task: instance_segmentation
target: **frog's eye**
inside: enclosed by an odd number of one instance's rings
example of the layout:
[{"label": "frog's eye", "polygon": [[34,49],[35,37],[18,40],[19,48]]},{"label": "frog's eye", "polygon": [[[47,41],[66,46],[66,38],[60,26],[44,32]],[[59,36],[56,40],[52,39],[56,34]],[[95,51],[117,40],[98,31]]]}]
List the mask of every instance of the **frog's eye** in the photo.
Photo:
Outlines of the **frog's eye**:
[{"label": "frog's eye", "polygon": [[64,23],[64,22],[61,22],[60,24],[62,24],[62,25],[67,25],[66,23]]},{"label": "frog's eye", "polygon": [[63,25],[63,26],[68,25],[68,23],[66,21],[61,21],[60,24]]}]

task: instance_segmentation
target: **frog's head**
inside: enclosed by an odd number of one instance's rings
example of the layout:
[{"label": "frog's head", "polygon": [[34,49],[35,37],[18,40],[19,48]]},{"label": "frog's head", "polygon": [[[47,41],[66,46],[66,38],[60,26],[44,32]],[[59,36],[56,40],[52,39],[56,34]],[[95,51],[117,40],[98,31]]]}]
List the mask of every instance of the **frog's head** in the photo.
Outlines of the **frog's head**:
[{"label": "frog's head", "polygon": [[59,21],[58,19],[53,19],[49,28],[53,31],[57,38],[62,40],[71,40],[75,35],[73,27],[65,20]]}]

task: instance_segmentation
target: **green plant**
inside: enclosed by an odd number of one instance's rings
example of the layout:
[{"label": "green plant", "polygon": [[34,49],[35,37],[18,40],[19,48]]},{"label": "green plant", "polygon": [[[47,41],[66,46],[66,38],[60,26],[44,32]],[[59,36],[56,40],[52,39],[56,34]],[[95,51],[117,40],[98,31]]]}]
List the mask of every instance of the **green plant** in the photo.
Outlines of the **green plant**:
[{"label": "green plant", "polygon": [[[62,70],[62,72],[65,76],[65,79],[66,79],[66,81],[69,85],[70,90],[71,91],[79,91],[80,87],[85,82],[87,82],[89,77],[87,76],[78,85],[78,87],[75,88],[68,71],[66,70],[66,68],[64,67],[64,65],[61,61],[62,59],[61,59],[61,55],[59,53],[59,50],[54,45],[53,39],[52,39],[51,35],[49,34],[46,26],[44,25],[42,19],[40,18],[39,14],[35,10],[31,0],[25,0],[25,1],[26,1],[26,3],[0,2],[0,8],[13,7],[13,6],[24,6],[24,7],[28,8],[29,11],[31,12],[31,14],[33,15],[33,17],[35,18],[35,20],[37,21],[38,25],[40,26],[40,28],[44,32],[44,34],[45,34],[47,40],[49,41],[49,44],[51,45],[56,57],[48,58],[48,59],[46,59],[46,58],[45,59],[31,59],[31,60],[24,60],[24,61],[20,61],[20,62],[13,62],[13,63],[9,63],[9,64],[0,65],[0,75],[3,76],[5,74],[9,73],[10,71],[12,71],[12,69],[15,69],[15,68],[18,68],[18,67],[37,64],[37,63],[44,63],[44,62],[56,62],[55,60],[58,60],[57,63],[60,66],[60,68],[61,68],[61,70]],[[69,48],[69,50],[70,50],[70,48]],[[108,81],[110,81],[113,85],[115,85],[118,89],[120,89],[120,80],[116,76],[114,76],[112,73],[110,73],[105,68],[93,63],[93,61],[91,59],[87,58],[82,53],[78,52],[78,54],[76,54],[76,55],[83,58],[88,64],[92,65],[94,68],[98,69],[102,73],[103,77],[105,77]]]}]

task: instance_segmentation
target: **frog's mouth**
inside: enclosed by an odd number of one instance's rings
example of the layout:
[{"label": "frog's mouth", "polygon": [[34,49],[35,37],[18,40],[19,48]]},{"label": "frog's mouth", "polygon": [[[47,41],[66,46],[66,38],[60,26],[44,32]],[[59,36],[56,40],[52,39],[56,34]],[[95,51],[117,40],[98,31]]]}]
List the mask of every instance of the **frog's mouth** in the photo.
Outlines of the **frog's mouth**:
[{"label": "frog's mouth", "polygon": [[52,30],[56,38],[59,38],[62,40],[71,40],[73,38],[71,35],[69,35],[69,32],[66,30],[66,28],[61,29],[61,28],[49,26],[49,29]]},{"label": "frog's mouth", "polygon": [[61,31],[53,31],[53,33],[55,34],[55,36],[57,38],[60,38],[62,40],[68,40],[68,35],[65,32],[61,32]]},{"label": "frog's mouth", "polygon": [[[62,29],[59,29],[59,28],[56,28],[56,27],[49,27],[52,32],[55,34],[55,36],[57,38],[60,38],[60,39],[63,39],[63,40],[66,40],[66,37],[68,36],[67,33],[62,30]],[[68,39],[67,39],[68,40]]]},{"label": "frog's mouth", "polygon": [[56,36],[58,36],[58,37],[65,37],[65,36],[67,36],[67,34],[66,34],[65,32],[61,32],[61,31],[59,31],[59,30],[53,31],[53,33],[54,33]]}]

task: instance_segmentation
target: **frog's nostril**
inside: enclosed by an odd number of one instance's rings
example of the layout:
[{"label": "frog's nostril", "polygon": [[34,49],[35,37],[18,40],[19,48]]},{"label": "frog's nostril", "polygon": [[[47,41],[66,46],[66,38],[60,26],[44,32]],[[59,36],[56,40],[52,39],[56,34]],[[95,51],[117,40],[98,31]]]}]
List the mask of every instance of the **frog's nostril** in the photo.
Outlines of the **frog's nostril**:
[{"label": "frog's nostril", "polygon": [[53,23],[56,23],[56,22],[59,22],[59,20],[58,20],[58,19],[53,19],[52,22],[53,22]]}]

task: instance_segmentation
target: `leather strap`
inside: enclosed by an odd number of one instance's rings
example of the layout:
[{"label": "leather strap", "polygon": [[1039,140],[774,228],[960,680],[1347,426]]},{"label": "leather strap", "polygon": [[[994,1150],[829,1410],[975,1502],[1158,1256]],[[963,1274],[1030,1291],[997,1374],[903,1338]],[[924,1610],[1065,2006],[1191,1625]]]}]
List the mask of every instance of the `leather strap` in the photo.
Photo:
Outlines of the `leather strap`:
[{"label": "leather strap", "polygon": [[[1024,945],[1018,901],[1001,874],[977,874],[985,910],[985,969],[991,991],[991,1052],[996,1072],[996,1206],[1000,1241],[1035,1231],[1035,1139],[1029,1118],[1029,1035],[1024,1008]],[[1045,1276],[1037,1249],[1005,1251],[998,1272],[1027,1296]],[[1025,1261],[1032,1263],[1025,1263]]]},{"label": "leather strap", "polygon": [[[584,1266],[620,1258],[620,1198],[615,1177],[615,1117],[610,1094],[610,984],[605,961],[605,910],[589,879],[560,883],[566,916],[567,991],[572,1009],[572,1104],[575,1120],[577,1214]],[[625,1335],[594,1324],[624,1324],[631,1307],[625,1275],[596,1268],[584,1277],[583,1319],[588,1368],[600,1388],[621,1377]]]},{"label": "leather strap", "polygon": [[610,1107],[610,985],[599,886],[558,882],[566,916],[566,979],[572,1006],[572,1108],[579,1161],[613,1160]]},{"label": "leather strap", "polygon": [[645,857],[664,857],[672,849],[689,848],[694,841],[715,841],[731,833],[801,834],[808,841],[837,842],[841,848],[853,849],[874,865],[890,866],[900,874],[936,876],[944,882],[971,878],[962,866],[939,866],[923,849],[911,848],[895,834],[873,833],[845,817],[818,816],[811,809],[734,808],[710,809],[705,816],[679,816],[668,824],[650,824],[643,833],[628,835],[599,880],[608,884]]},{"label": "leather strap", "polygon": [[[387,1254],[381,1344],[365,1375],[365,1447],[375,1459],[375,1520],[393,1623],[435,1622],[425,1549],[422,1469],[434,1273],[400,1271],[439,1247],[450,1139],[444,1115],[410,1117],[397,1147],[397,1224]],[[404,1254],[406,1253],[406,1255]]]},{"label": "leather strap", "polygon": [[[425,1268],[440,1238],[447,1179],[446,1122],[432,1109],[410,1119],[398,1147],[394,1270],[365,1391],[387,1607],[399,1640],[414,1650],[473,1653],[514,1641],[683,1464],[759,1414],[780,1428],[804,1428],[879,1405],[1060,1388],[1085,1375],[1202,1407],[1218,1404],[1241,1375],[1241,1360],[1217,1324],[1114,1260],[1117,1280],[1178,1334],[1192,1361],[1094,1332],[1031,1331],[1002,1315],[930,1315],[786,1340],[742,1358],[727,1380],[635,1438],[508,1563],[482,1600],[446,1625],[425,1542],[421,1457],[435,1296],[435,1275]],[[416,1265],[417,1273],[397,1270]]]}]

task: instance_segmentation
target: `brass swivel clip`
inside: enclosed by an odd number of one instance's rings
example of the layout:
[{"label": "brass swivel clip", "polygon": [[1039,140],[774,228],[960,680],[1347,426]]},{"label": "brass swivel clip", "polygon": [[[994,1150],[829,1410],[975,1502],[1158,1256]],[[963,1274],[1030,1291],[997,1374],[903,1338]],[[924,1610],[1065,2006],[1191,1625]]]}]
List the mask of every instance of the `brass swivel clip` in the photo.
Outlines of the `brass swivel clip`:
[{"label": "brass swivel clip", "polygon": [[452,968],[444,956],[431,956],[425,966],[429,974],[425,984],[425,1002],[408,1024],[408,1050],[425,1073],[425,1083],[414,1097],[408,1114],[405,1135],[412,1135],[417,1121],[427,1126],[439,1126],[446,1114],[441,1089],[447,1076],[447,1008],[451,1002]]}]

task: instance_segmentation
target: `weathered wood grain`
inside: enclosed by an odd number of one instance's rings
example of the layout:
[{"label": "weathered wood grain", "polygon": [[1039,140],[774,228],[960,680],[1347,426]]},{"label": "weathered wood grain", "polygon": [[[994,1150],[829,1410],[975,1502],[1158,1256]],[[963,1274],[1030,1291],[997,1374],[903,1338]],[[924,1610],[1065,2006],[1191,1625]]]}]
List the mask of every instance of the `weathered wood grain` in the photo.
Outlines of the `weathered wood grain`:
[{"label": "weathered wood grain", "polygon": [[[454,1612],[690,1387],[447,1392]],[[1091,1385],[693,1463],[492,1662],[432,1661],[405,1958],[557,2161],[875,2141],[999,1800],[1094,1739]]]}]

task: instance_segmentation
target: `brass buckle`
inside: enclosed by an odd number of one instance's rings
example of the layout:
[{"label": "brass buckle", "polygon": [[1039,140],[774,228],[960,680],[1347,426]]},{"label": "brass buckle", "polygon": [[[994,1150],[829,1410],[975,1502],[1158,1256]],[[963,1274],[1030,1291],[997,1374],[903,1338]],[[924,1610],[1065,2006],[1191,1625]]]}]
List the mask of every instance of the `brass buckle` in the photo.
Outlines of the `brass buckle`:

▸ Aim of the exercise
Your answer must consist solely of the lines from the top of the entries above through the line containing "List the mask of every instance of the **frog's head**", copied exactly, both ends included.

▸ Exercise output
task: instance_segmentation
target: **frog's eye**
inside: enclosed by an odd number of one instance's rings
example of the layout:
[{"label": "frog's eye", "polygon": [[34,49],[35,37],[18,40],[19,48]]},{"label": "frog's eye", "polygon": [[[47,41],[66,46],[66,38],[60,26],[44,32]],[[59,36],[56,40],[52,39],[56,34]],[[95,51],[117,40],[98,31]]]}]
List the mask of every instance of the **frog's eye** in the photo.
Photo:
Outlines of the **frog's eye**:
[{"label": "frog's eye", "polygon": [[64,23],[64,22],[61,22],[60,24],[62,24],[62,25],[67,25],[66,23]]},{"label": "frog's eye", "polygon": [[63,25],[63,26],[68,25],[68,23],[66,21],[61,21],[60,24]]}]

task: instance_segmentation
target: **frog's head**
inside: enclosed by an odd number of one instance's rings
example of the layout:
[{"label": "frog's head", "polygon": [[34,49],[35,37],[18,40],[19,48]]},{"label": "frog's head", "polygon": [[[47,41],[66,46],[66,38],[60,26],[44,32]],[[59,36],[56,40],[52,39],[56,34]],[[95,51],[117,40],[98,31]]]}]
List the mask of every instance of the **frog's head** in the photo.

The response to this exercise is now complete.